→ DESCRIPTION OF THE TASK: Copy all of the material below word for word, leaving out the pictures.
━━━━━━━━
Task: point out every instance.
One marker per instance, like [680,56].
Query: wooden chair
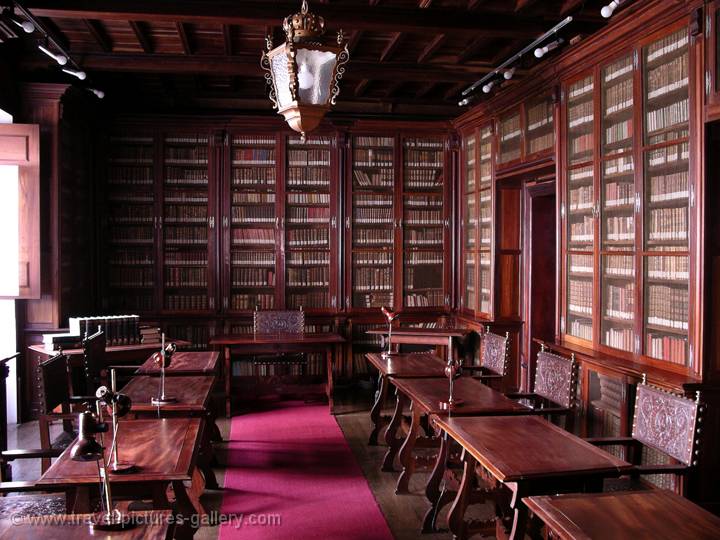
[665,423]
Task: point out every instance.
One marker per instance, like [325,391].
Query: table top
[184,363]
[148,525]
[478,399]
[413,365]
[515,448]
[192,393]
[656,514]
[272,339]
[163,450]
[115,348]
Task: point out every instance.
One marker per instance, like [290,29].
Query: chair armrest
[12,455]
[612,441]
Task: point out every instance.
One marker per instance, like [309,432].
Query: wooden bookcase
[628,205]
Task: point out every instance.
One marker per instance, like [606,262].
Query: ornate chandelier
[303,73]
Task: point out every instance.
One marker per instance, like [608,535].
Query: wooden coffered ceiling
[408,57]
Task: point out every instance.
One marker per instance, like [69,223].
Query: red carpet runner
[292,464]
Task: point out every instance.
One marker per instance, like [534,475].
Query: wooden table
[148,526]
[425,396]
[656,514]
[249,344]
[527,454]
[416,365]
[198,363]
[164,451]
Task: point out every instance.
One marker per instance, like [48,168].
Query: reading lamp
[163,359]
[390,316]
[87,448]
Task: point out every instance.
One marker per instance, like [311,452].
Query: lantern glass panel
━━━━━━━━
→ ANSWER FOR THIS EXERCISE:
Task: point out every instance.
One marker per instance, like [680,56].
Query: wooden chair
[665,423]
Task: point out every instance.
One marker per instance, like [325,391].
Query: table top
[184,363]
[148,525]
[478,399]
[413,365]
[515,448]
[192,393]
[656,514]
[272,339]
[163,450]
[115,348]
Task: point out every instance.
One marker per instance, like [290,29].
Query: chair armrest
[12,455]
[612,441]
Task: point out every instance.
One marker per instance, like [309,432].
Query: wooden bookcase
[628,205]
Task: point out every instance.
One marker per instance, like [606,262].
Query: ornate chandelier
[303,73]
Task: point out every instance.
One marker per instance, like [608,535].
Query: wooden coffered ceiling
[408,57]
Task: point out every instance.
One marker per instance, like [69,223].
Query: red carpet runner
[292,464]
Task: point out every instance.
One marker per instance, like [534,475].
Query: wooden table
[148,526]
[425,396]
[656,514]
[249,344]
[527,454]
[416,365]
[198,363]
[164,451]
Task: point out every instance.
One marker per instance, like [48,168].
Query: reading lamp
[163,359]
[390,316]
[87,448]
Task: point out every instance.
One marker per instance, like [311,452].
Query: lantern glass panel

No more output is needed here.